- [Problem set]
1 – According to the album chart report, which album did The Breaker replace at No. 1 on Top Country Albums?
2 – Write the next part of the album chart report, picking up after its final sentence.
━━ Selected passage ━━
Little Big Town lands its fourth top 10 album as The Breaker debuts at No. 4. The Breaker also enters Top Country Albums at No. 1, displacing Alison Krauss’ Windy. It’s the quartet’s third No. 1 country album.
The Trolls soundtrack rebounds from No. 10 to No. 5 in its 23rd week in the wake of Justin Timberlake’s show-opening performance of “Can’t Stop the Feeling!” on the Oscars. The album peaked at No. 3. Trolls moves back to No. 1 on Top Soundtracks, displacing 50 Shades Darker. This is the fifth week on top of that chart for Trolls.
Migos’ Culture dips from No. 5 to No. 6 in its fifth week. The album debuted at No. 1.
The Weeknd’s Starboy drops from No. 4 to No. 7 in its 14th week. The album spent five non-consecutive weeks at No. 1.
The Moana soundtrack rebounds from No. 16 to No. 8 in its 15th week in the wake of Auli’i Cravalho’s performance of “How Far I’ll Go” on the Oscars. The album peaked at No. 2.
Big Sean’s I Decided. drops from No. 6 to No. 9 in its fourth week. The album debuted at No. 1.
Aaron Watson lands his first top 10 album as Vaquero debuts at No. 10. The country artist’s previous album, The Underdog, peaked at No. 14.
━━━
━━ Entries ━━
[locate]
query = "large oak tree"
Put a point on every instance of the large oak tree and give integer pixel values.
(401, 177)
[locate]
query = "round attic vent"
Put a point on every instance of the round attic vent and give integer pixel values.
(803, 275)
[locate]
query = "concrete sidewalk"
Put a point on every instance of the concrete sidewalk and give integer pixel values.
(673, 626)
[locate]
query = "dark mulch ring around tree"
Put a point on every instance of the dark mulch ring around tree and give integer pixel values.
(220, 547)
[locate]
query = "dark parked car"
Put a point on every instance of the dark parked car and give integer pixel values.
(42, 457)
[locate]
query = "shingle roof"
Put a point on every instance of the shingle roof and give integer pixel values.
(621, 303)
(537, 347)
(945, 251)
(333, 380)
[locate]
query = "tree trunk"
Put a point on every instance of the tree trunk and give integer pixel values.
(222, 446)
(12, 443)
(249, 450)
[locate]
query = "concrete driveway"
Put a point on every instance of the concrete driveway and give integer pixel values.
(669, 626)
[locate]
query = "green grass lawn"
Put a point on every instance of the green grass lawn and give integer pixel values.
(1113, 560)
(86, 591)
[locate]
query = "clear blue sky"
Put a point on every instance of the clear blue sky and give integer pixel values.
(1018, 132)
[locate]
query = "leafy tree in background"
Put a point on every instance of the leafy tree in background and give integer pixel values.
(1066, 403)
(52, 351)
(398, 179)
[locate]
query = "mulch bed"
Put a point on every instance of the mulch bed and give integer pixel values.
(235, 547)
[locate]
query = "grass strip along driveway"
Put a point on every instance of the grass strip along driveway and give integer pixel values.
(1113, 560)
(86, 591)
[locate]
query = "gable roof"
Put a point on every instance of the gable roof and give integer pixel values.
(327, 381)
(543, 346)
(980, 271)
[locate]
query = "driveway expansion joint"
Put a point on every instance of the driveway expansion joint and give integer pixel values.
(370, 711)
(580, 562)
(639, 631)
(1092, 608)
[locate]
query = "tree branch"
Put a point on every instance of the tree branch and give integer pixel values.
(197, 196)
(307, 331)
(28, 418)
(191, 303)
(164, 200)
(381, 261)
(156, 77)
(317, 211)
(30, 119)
━━━
━━ Entries ━━
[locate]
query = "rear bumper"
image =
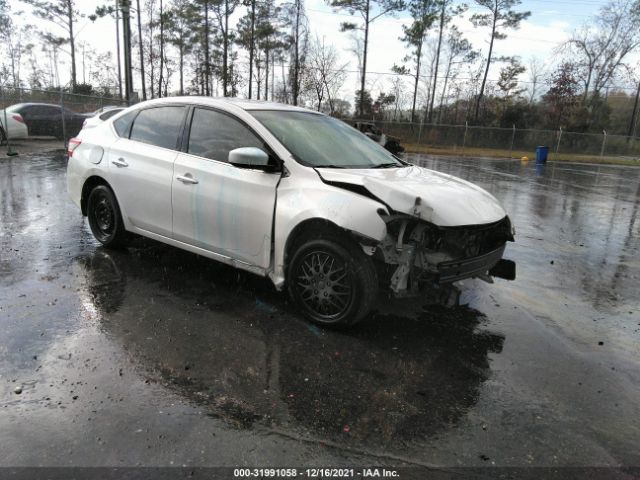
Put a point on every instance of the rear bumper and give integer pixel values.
━━━
━━ Entries ━━
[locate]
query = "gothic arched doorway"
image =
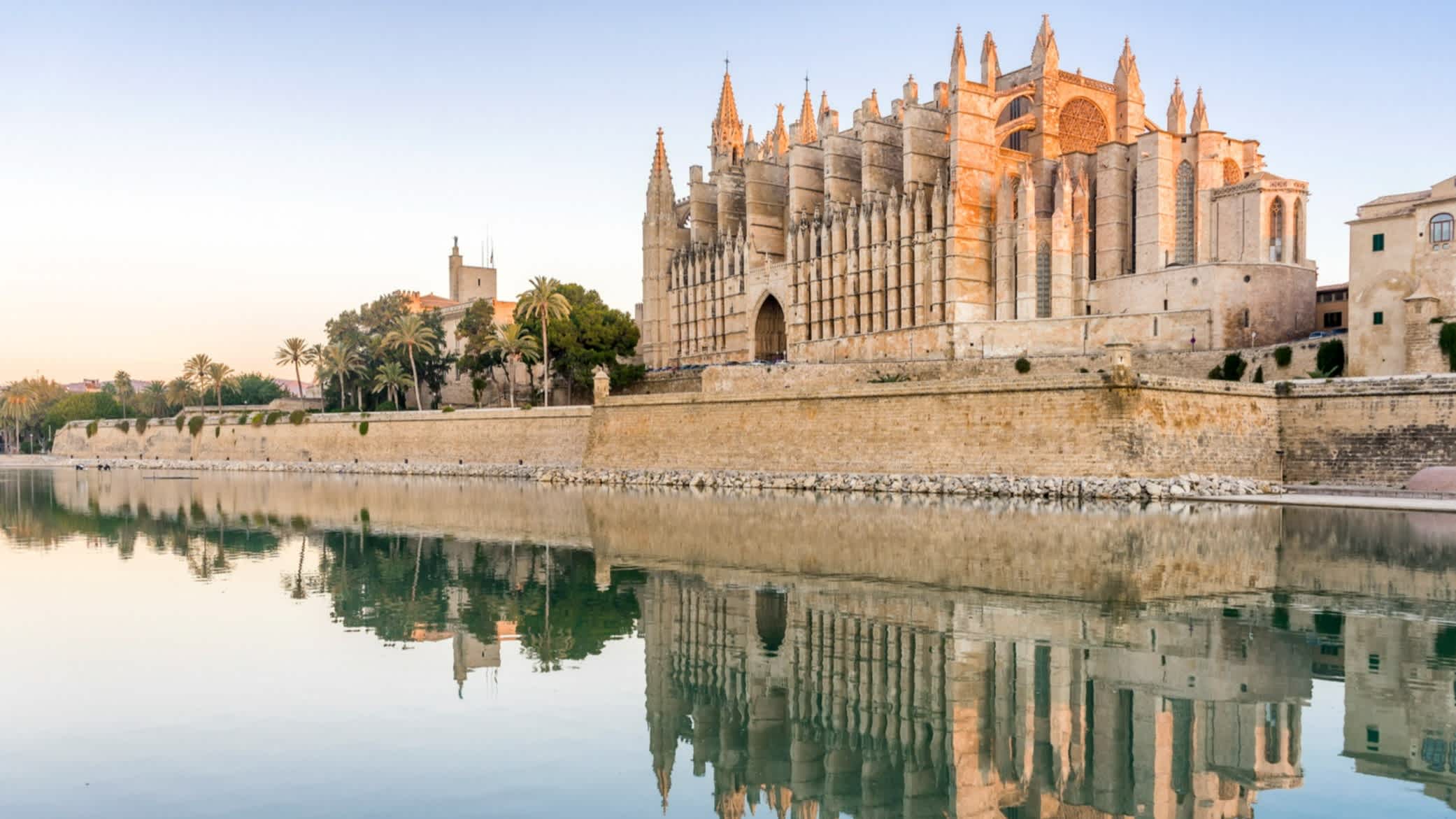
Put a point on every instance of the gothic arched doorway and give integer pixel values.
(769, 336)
━━━
- [Replies]
1 – Alison Krauss’ Windy.

2 –
Four albums drop out of the top 10 this week. The Fifty Shades Darker soundtrack drops from No. 3 to No. 12. Charlie Wilson’s In It to Win It drops from No. 7 to No. 57. Ryan Adams’ Prisoner drops from No. 8 to No. 54. Alison Krauss’ Windy City drops from No. 9 to No. 29.
John Mayer’s The Search for Everything: Wave Two debuts at No. 13. The EP is the second batch of songs from Mayer’s upcoming seventh studio album. The first batch debuted and peaked at No. 2 last month.
Ed Sheeran’s sophomore album, x, drops from No. 43 to No. 49 in its 141st week. The album debuted at No. 1. The album is No. 1 on Top Catalog Albums for the third week. Sheeran’s third album, ÷ (pronounced “divide”), is set to debut at No. 1 next week with a first-week “consumption” tally in the 450K range and traditional sales in the 300K range.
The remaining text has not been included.